TASK DESCRIPTION >>
Your task is to repeat the entries exactly. Leave the pictures out.

Entries from a dataset:
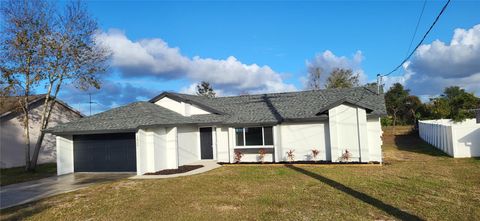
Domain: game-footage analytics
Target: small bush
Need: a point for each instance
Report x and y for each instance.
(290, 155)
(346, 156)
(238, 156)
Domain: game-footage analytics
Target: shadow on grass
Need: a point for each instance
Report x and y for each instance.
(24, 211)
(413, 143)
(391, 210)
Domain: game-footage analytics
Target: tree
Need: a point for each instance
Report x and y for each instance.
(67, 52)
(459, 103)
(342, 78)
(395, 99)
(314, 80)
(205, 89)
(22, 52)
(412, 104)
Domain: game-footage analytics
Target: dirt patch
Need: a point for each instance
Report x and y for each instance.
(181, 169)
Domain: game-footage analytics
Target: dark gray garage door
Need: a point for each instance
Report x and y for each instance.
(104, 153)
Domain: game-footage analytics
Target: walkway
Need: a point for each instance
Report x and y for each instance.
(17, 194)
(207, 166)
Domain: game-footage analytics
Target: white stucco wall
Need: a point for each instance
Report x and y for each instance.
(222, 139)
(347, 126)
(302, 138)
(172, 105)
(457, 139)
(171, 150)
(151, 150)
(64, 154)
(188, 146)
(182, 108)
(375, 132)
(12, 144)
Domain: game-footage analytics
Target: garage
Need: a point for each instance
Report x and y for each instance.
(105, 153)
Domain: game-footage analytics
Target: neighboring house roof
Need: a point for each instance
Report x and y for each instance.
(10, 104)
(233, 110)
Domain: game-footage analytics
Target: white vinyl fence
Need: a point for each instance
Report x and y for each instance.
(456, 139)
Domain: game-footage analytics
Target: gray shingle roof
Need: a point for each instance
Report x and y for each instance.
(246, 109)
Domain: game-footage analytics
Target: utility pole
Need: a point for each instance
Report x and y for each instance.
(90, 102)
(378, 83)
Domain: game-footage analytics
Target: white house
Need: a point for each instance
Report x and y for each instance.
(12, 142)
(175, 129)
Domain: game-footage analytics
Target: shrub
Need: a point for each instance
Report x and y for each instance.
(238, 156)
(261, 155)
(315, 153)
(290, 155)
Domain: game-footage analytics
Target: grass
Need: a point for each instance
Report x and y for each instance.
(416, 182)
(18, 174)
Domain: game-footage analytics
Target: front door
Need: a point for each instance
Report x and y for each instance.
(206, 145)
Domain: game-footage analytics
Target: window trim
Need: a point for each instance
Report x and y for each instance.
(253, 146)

RESULT OF THE EXERCISE >>
Domain: game-footage analytics
Target: small bush
Need: a point for each instance
Report x and y for each instance.
(290, 155)
(346, 156)
(238, 156)
Domain: game-footage analytics
Target: shadow on grass
Need: a point for each instance
Report x and y for each instance.
(24, 211)
(413, 143)
(391, 210)
Domain: game-footage analytics
Target: tree
Need: a point for each instance
Report x and y for each instance.
(67, 52)
(459, 103)
(342, 78)
(395, 99)
(314, 80)
(205, 89)
(22, 52)
(412, 104)
Domain: game-footage analytics
Target: dirt patch
Need: a point for each instance
Report x and y for each instance.
(181, 169)
Domain: game-footage analytics
Target: dark gray garage door
Need: a point for each instance
Report x and y for each instance.
(104, 153)
Domain: game-footage analytics
Target: walkway
Need: a point for each instance
Report x and y for each instance.
(17, 194)
(207, 166)
Domain: game-footage analytics
Target: white stucco wall
Need: a point for each instance
Report x and y for each instance.
(222, 139)
(347, 126)
(302, 138)
(172, 105)
(457, 139)
(171, 150)
(151, 150)
(64, 154)
(188, 146)
(182, 108)
(375, 132)
(12, 144)
Domain: game-footage analytics
Target: garage
Need: a point for each instance
Report x and y for each instance.
(105, 153)
Domain: game-footage analytics
Target: neighboring house roof
Need: a point for each instance
Report x and y for each instance.
(10, 104)
(233, 110)
Domain: game-footage analytics
Target: white vinyl fence
Need: a point for each instance
Report x and y for each instance.
(456, 139)
Domain: game-footage analytics
Target: gray shingle roof
Need: a point for each instance
Report x and y for each instance.
(246, 109)
Domain: game-footage analytics
Target: utility pole
Need: a point for each instance
Report x and y for each instance.
(90, 102)
(378, 83)
Domain: game-footage analytics
Target: white house
Need: a point for each instance
Report x and y for each instance.
(12, 142)
(175, 129)
Domain: game-footage analytics
Target: shrub
Need: a point for each instance
Report x and y for each instance.
(238, 156)
(261, 155)
(315, 153)
(290, 155)
Domain: game-footage analytics
Target: grass
Need: a point for each instance
Report x and y for each instance.
(416, 182)
(18, 174)
Domain: game-footage analytics
Target: front door
Need: a point for each instance
Report x and y for each instance.
(206, 145)
Domain: game-footage analytics
Target: window trim
Need: a point for each instance
Report x and y for each instance.
(253, 146)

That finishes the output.